(Stored items):
□ □ □ □
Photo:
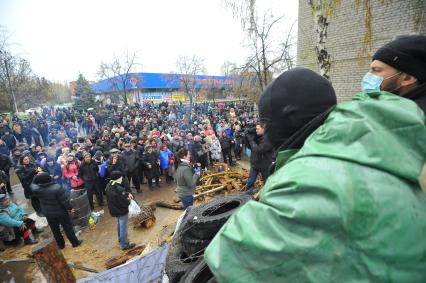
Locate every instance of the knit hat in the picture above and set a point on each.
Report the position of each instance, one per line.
(115, 175)
(50, 158)
(98, 154)
(406, 53)
(291, 101)
(42, 178)
(3, 196)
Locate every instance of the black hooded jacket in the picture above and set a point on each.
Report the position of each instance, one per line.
(118, 202)
(54, 200)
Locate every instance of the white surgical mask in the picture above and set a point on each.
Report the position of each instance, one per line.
(371, 82)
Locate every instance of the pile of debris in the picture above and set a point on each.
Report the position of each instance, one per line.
(221, 178)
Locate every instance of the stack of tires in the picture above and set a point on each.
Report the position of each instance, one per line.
(185, 261)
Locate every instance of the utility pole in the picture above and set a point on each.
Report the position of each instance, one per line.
(8, 80)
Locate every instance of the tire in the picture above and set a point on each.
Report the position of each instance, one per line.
(178, 262)
(199, 273)
(193, 246)
(205, 221)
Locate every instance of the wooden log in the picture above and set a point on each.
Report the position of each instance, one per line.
(52, 263)
(119, 260)
(209, 192)
(209, 181)
(230, 173)
(166, 205)
(203, 187)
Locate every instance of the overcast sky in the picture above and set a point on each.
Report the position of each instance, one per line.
(61, 38)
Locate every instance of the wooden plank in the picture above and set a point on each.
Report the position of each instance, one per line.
(52, 263)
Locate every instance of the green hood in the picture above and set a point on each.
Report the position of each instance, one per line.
(346, 208)
(358, 132)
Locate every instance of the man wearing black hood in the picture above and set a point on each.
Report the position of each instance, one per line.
(55, 204)
(291, 111)
(325, 213)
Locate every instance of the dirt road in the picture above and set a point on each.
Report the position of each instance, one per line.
(98, 244)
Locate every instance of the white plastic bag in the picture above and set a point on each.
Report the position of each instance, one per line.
(134, 209)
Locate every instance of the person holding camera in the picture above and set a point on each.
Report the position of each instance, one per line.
(261, 155)
(26, 172)
(185, 178)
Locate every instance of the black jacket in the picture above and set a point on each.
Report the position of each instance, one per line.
(5, 163)
(54, 200)
(26, 174)
(225, 143)
(88, 171)
(118, 202)
(120, 165)
(132, 160)
(261, 153)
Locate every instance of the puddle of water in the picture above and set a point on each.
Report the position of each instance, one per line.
(20, 272)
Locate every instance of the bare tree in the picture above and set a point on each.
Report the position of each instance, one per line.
(186, 76)
(118, 72)
(322, 11)
(15, 73)
(269, 54)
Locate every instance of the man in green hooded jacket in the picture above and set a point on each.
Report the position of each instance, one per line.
(348, 206)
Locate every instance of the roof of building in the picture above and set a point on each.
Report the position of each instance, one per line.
(161, 81)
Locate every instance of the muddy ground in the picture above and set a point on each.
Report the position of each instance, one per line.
(98, 244)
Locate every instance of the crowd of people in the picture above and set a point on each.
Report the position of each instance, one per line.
(82, 150)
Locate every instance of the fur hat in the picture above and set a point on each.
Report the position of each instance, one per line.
(42, 178)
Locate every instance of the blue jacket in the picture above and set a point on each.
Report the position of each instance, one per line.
(54, 170)
(164, 158)
(102, 172)
(11, 216)
(4, 149)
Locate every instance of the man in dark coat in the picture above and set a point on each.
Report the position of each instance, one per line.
(261, 156)
(89, 172)
(5, 165)
(55, 204)
(118, 206)
(9, 140)
(26, 172)
(151, 162)
(226, 144)
(132, 160)
(3, 148)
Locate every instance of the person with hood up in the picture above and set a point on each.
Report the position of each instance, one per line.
(151, 161)
(336, 186)
(186, 179)
(54, 170)
(12, 215)
(215, 149)
(5, 164)
(118, 205)
(56, 206)
(26, 171)
(70, 171)
(89, 172)
(131, 158)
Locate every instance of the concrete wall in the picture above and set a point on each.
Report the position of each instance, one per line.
(345, 34)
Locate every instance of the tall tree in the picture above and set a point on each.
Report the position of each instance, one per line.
(188, 68)
(85, 97)
(271, 47)
(118, 72)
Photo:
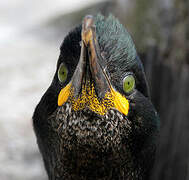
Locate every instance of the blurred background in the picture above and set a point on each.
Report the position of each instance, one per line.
(30, 35)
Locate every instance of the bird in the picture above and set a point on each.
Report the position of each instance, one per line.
(96, 120)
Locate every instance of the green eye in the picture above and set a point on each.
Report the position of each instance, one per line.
(128, 83)
(62, 73)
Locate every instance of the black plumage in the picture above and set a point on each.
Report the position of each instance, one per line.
(81, 143)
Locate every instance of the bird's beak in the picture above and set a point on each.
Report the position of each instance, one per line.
(90, 86)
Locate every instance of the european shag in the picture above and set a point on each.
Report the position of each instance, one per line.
(96, 120)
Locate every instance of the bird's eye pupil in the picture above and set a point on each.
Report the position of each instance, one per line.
(62, 73)
(128, 83)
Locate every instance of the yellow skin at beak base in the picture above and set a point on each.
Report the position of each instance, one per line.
(112, 100)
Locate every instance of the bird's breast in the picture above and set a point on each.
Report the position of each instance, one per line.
(85, 127)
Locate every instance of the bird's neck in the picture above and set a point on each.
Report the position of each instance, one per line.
(86, 163)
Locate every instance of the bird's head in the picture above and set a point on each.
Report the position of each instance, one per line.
(99, 94)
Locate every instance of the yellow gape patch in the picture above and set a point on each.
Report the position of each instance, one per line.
(88, 98)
□ □ □ □
(Aim):
Rewrite every line of the entries above as a single numbered list, leaving out any blank lines. Omit the pictures.

(Exercise result):
1. Photo:
2. Locate every instance of the knit hat in the picture above and set a point on each.
3. Report the position of each instance, one per line.
4. (115, 175)
5. (50, 158)
6. (98, 154)
7. (406, 53)
8. (291, 101)
9. (42, 178)
10. (3, 196)
11. Locate every instance of the black hooded jacket in the picture above and set a point on each.
12. Report the position of each instance, one per line.
13. (118, 202)
14. (54, 200)
15. Locate every instance of the white surgical mask in the picture above and set a point on each.
16. Report the position of each instance, one per line.
17. (371, 82)
18. Locate every instance of the pile of debris in the picture above and set a point on each.
19. Report the position of each instance, one per line.
20. (221, 178)
21. Locate every instance of the stack of tires in the picture above and set a point on each.
22. Report the position of each instance, one per line.
23. (185, 261)
24. Locate every instance of the utility pole in the picture above and set a point on each.
25. Report the position of each instance, one per line.
26. (8, 80)
27. Locate every instance of the tire in the picture above and set a point on each.
28. Report the position of each instance, one per line.
29. (178, 262)
30. (199, 273)
31. (193, 246)
32. (205, 221)
33. Locate every instance of the wooden log in the picture above and set a point on each.
34. Report the position of each instance, one per line.
35. (52, 263)
36. (119, 260)
37. (209, 192)
38. (209, 181)
39. (230, 173)
40. (166, 205)
41. (203, 187)
42. Locate every instance of the overcast sky in the picture above and set a point on each.
43. Report the position of each instance, one per line.
44. (61, 38)
45. Locate every instance of the wooden plank in the picture above and set a point on each.
46. Report the position of each instance, one per line.
47. (52, 263)
48. Locate every instance of the green hood in the picture above and set a point on each.
49. Report the position of each instance, one per line.
50. (346, 208)
51. (358, 132)
52. Locate every instance of the man wearing black hood in the picture above and set a point on each.
53. Report the position of each instance, one per line.
54. (55, 204)
55. (291, 111)
56. (325, 213)
57. Locate every instance of the dirt road in the picture above and set a point on each.
58. Report the position of each instance, one per line.
59. (98, 244)
60. Locate every instance of the white plastic bag in the picture above and set a point on each.
61. Report the position of each instance, one per line.
62. (134, 209)
63. Locate every instance of the person holding camera in the picture above and set a point on each.
64. Report the position of each instance, one per line.
65. (261, 155)
66. (26, 172)
67. (185, 178)
68. Locate every instance of the black jacket in the picture above and set a point on each.
69. Report the position of each instance, one per line.
70. (5, 163)
71. (54, 200)
72. (26, 174)
73. (225, 143)
74. (88, 171)
75. (118, 202)
76. (120, 165)
77. (132, 160)
78. (261, 153)
79. Locate every instance of the puddle of water in the picture above and set a point on each.
80. Report the position of each instance, one per line.
81. (20, 272)
82. Locate every instance of the bare tree in the picture above and set a point on each.
83. Report the position of each instance, one per line.
84. (186, 76)
85. (118, 72)
86. (322, 11)
87. (15, 73)
88. (269, 54)
89. Locate every instance of the man in green hooded jacket in the picture above and set a point on each.
90. Report the position of each instance, one per line.
91. (348, 206)
92. Locate every instance of the roof of building in the picture above and set a point on each.
93. Report the position of each instance, one per line.
94. (161, 81)
95. Locate every instance of the muddy ground in the picture above and set a point on each.
96. Report the position of each instance, one per line.
97. (98, 244)
98. Locate every instance of the crowd of people in the picture above and set a point on each.
99. Report the position of each instance, one per line.
100. (82, 150)
101. Locate every instance of the fur hat in the picture above and set a point on each.
102. Report the position of each instance, one per line.
103. (42, 178)
104. Locate every instance of the blue jacket in the picture above and set a point on each.
105. Report the position of each instance, one per line.
106. (54, 170)
107. (164, 158)
108. (102, 172)
109. (11, 216)
110. (4, 149)
111. Locate every instance of the man in dark coat in the picture above and set a point on each.
112. Report the position of each instance, one per line.
113. (261, 156)
114. (89, 172)
115. (5, 165)
116. (55, 204)
117. (118, 206)
118. (9, 140)
119. (26, 172)
120. (151, 162)
121. (226, 144)
122. (132, 160)
123. (3, 148)
124. Locate every instance of the person with hood up in the picture above and set a point on each.
125. Report the position of each instance, one per line.
126. (151, 161)
127. (336, 186)
128. (186, 179)
129. (54, 170)
130. (12, 215)
131. (215, 149)
132. (5, 164)
133. (118, 205)
134. (56, 206)
135. (26, 171)
136. (70, 171)
137. (89, 172)
138. (131, 158)
139. Locate every instance of the concrete wall in the picture above and set a point on each.
140. Report the position of each instance, one per line.
141. (345, 34)
142. Locate every instance of the tall tree in the picture above and set a point on each.
143. Report the position of each instance, one per line.
144. (188, 68)
145. (85, 97)
146. (271, 47)
147. (118, 72)
148. Photo:
149. Locate every instance of the blurred background in the picture above and set a point on each.
150. Report the position of each instance, one per line.
151. (30, 35)
152. Locate every instance of the bird in the picture above and set a point on each.
153. Report the position of each instance, one per line.
154. (96, 120)
155. Locate every instance of the green eye in the picture above and set a point on each.
156. Report the position of each instance, one per line.
157. (128, 83)
158. (62, 73)
159. Locate every instance of the black plumage in the picture above and set a point on each.
160. Report the position of each instance, one per line.
161. (81, 143)
162. Locate every instance of the bird's beak in the picture above and set a point on each.
163. Report the position of each instance, one per line.
164. (90, 86)
165. Locate every instance of the european shag in the picture above and set a point on each.
166. Report the position of each instance, one per line.
167. (96, 120)
168. Locate every instance of the bird's eye pupil in the picture above and set a point on each.
169. Report the position of each instance, one per line.
170. (62, 73)
171. (128, 83)
172. Locate every instance of the yellow skin at beak base in the picture above and set a point on each.
173. Report the position of each instance, one per line.
174. (112, 100)
175. Locate every instance of the bird's breast in the picture above and set a point on each.
176. Report the position of each instance, one per line.
177. (85, 127)
178. Locate every instance of the bird's neck in the picture above and set a point on each.
179. Report the position of each instance, one per line.
180. (86, 163)
181. Locate every instance of the bird's head in the picture above and set a point on each.
182. Report the position of each instance, one per line.
183. (99, 94)
184. Locate every instance of the yellow gape patch in the picture above and set a point on each.
185. Report the position of each instance, one per line.
186. (88, 98)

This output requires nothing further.